About this task >> Copy out the whole article about Helen Hugo Barrett below, word for word.

Text provided >>
- Born: 1921 Isleworth
- Died: 25 November 2019 (aged 97–98)
- Occupation: Nurse
- Parent(s): William Barrett ;
- Awards: Member of the Order of Australia (In recognition of service to the community, particularly in relation to the women and children of the Solomon and Torres Strait Islands through the Anglican Board of Missions and the Mothers Union., Miss Helen Hugo BARRETT, 2002); Member of the Order of the British Empire; Cross of Solomon Islands; Queen Elizabeth II Silver Jubilee Medal ;

= Helen Hugo Barrett =

English missionary nurse (1921–2019)

Helen Hugo Barrett (1921 – 25 November 2019) worked as an English Anglican missionary nurse in the Solomon Islands for 37 years.

Barrett was born in 1921 in Isleworth, England, the daughter of William Edward Barrett, Anglican priest and future Dean of Brisbane, and Hilda Agnita Adams, a World War I nurse. When she was 18 months old, her family relocated to Australia. Barrett developed polio at age 10 and recovered without permanent disability. She and her siblings attended St Aidan's Anglican Girls' School in Corinda,at its founding in 1929. Barrett trained as a nurse in Sydney during World War II, then trained as a midwife in Brisbane.

From 1947 to 1984, Barrett worked for the Anglican Board of Mission (ABM) and Church of Melanesia. She started working as a school nurse in Santa Isabel, then at Kerepei Hospital on Ugi Island and St. Mary’s School at Maravovo on Guadacanal. She was headmistress of the Tasia School on Santa Isabel for almost a decade before heading up the Hospital of the Epiphany in Fauabu on Malaita Island as matron for seventeen years. While at Faubau she also ran maternal and child health and leprosy clinics and instructed nursing students.

Following her work in the Solomon Islands, she spent seven years on Thursday Island in Queensland, Australia working on behalf of the Mothers' Union.

== Awards and honors ==
Helen Hugo Barrett was awarded Member of the Order of the British Empire in 1970 "for services to nursing in the British Solomon Islands Protectorate." She was awarded a Queen Elizabeth II Silver Jubilee Medal medal in 1977, the Queensland Premier's Award for Excellence in 1995, Member of the Order of Australia (AM) in 2002, Cross of the Solomons Islands in 2005, and the Coaldrake Medal by the ABM in 2017.

[Items from a dataset]
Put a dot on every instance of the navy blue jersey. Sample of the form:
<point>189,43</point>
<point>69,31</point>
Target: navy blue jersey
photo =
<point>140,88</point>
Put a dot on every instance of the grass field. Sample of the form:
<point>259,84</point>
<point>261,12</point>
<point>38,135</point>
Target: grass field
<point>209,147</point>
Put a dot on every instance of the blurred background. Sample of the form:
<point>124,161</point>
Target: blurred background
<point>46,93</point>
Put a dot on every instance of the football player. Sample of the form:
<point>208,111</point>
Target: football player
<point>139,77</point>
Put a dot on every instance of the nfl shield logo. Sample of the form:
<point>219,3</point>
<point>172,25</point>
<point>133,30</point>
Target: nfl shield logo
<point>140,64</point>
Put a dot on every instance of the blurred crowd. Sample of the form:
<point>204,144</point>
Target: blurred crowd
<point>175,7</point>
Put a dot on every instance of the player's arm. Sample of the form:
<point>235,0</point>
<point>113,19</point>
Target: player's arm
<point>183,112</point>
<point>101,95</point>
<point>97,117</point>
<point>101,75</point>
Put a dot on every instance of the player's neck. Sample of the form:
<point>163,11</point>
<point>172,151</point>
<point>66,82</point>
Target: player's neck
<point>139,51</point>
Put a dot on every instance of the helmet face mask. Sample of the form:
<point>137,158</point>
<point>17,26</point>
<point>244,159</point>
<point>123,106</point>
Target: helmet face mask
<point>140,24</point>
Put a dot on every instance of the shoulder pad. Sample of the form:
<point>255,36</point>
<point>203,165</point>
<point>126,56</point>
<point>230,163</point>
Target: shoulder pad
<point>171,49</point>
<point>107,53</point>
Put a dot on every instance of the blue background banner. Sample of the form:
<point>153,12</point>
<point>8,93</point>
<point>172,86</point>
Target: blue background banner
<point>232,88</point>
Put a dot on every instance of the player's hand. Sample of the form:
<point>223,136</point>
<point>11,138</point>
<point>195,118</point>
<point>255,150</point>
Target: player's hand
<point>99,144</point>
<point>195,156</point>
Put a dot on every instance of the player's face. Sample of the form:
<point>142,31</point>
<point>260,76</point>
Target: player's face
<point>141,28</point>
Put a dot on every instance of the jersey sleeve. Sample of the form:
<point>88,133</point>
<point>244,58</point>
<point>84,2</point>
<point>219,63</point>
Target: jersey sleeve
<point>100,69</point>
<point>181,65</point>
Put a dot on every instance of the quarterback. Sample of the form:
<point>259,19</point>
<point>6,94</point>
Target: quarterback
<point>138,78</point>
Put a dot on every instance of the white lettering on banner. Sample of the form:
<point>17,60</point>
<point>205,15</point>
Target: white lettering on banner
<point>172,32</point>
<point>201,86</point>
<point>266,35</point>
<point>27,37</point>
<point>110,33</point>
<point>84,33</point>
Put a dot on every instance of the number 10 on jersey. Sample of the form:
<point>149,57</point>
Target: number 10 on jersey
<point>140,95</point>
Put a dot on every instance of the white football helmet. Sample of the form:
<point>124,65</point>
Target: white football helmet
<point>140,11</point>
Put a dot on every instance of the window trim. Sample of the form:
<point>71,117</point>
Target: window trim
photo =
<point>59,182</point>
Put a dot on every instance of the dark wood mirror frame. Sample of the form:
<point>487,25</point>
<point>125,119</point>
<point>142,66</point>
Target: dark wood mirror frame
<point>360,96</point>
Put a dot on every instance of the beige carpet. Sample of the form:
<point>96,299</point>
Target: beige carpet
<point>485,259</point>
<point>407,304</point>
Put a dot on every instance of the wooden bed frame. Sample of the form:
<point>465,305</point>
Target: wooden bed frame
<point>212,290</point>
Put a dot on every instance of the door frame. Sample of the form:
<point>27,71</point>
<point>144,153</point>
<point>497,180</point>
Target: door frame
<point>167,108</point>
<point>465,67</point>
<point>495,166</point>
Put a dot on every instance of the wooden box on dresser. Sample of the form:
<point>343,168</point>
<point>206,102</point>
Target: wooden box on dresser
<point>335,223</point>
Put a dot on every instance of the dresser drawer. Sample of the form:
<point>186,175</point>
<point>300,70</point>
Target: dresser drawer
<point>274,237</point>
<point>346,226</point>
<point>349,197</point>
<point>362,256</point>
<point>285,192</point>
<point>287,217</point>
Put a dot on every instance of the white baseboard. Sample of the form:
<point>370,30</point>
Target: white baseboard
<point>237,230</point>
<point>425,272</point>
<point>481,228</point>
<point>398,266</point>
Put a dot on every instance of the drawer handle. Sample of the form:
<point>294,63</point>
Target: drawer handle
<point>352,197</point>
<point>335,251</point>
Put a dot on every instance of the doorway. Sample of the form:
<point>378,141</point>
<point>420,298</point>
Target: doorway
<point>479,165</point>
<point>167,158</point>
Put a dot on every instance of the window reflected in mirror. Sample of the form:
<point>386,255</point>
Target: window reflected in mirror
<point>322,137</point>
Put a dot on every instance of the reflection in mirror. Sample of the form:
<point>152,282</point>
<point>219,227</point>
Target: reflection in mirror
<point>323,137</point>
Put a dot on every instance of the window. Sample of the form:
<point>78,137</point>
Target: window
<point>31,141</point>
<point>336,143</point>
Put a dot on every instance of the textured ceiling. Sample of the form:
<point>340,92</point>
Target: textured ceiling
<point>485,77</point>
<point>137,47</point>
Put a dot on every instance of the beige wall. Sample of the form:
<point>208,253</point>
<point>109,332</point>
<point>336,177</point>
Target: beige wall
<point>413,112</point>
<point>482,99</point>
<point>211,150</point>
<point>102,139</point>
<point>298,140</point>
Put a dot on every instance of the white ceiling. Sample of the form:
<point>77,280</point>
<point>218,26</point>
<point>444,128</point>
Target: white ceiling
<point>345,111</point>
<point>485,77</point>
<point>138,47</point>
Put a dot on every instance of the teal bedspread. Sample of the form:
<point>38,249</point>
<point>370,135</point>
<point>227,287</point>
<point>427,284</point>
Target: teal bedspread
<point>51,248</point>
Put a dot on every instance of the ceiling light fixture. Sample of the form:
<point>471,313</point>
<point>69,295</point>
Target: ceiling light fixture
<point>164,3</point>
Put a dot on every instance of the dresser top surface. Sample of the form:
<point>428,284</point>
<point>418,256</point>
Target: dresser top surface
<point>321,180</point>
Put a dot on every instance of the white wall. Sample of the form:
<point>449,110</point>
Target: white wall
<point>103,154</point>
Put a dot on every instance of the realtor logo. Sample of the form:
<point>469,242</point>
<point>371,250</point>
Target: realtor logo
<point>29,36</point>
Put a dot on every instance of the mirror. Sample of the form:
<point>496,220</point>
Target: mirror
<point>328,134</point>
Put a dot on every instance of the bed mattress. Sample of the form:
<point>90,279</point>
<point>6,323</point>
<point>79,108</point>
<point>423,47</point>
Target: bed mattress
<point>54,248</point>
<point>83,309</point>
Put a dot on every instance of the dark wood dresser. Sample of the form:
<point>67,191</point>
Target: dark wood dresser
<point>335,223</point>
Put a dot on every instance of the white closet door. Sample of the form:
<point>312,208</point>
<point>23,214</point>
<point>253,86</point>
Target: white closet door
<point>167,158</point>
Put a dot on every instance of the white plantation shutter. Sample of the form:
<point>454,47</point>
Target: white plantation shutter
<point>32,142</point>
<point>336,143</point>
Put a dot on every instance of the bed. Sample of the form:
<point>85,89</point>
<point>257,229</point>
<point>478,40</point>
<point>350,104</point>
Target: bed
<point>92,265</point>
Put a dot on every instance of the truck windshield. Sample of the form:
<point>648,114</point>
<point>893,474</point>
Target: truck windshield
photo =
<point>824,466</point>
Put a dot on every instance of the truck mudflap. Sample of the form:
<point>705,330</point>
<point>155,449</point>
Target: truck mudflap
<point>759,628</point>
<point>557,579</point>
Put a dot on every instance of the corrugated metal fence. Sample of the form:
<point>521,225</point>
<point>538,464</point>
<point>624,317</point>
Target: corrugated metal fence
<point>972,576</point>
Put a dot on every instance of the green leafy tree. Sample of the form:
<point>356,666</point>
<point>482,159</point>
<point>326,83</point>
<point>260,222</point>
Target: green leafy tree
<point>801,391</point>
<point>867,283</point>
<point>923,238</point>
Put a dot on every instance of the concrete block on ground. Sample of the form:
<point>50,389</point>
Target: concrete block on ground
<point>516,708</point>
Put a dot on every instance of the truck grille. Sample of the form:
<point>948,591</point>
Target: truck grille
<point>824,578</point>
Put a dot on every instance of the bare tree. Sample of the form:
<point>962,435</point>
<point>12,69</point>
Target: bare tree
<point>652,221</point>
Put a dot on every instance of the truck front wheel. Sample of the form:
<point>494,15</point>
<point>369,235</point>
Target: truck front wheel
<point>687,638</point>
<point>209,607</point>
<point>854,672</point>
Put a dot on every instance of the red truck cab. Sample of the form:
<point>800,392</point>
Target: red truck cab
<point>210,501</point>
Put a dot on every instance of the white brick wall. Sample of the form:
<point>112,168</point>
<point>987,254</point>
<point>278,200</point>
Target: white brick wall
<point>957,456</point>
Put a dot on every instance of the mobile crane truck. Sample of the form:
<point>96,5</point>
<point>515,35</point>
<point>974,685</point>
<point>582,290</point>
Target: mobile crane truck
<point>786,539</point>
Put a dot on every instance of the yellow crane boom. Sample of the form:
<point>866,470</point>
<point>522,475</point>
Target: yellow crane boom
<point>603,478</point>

Response below >>
- Born: 1921 Isleworth
- Died: 25 November 2019 (aged 97–98)
- Occupation: Nurse
- Parent(s): William Barrett ;
- Awards: Member of the Order of Australia (In recognition of service to the community, particularly in relation to the women and children of the Solomon and Torres Strait Islands through the Anglican Board of Missions and the Mothers Union., Miss Helen Hugo BARRETT, 2002); Member of the Order of the British Empire; Cross of Solomon Islands; Queen Elizabeth II Silver Jubilee Medal ;

= Helen Hugo Barrett =

English missionary nurse (1921–2019)

Helen Hugo Barrett (1921 – 25 November 2019) worked as an English Anglican missionary nurse in the Solomon Islands for 37 years.

Barrett was born in 1921 in Isleworth, England, the daughter of William Edward Barrett, Anglican priest and future Dean of Brisbane, and Hilda Agnita Adams, a World War I nurse. When she was 18 months old, her family relocated to Australia. Barrett developed polio at age 10 and recovered without permanent disability. She and her siblings attended St Aidan's Anglican Girls' School in Corinda,at its founding in 1929. Barrett trained as a nurse in Sydney during World War II, then trained as a midwife in Brisbane.

From 1947 to 1984, Barrett worked for the Anglican Board of Mission (ABM) and Church of Melanesia. She started working as a school nurse in Santa Isabel, then at Kerepei Hospital on Ugi Island and St. Mary’s School at Maravovo on Guadacanal. She was headmistress of the Tasia School on Santa Isabel for almost a decade before heading up the Hospital of the Epiphany in Fauabu on Malaita Island as matron for seventeen years. While at Faubau she also ran maternal and child health and leprosy clinics and instructed nursing students.

Following her work in the Solomon Islands, she spent seven years on Thursday Island in Queensland, Australia working on behalf of the Mothers' Union.

== Awards and honors ==
Helen Hugo Barrett was awarded Member of the Order of the British Empire in 1970 "for services to nursing in the British Solomon Islands Protectorate." She was awarded a Queen Elizabeth II Silver Jubilee Medal medal in 1977, the Queensland Premier's Award for Excellence in 1995, Member of the Order of Australia (AM) in 2002, Cross of the Solomons Islands in 2005, and the Coaldrake Medal by the ABM in 2017.